TO BE DONE: Quote the rows below verbatim, starting at the line that contains "Task: locate the brown" and continuing through the last line of the rows.

## BEGIN

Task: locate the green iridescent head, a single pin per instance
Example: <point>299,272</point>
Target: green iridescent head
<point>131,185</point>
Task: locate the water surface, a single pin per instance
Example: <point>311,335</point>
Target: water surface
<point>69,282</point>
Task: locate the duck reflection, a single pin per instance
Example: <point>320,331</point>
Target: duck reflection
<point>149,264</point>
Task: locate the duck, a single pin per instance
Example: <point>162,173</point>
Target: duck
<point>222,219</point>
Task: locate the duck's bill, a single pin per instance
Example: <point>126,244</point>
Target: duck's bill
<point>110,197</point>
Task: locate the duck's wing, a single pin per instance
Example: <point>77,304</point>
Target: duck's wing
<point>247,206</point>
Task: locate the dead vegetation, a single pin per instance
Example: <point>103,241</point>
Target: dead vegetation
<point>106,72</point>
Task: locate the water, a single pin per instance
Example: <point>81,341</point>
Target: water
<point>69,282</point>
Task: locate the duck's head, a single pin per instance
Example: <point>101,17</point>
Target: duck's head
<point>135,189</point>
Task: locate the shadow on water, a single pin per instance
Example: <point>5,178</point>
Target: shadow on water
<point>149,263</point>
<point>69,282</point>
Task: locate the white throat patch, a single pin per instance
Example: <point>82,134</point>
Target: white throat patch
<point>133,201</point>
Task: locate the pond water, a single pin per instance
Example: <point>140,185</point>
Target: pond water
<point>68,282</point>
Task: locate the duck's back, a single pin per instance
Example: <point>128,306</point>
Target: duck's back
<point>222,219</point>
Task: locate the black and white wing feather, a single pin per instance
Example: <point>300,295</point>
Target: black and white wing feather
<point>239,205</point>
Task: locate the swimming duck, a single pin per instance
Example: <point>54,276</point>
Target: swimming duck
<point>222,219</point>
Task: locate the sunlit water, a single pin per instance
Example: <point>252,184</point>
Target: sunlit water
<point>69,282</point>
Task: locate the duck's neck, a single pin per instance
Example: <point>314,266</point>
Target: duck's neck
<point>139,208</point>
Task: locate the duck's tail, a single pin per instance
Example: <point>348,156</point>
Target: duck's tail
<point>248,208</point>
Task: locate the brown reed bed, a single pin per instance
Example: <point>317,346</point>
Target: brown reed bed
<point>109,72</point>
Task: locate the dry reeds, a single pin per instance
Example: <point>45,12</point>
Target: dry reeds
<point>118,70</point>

## END

EXERCISE SOLUTION:
Task: locate the brown reed bed, a single pin per instance
Example: <point>317,346</point>
Target: brown reed bed
<point>109,72</point>
Task: locate the dry reeds, a single pin per instance
Example: <point>45,12</point>
Target: dry reeds
<point>118,70</point>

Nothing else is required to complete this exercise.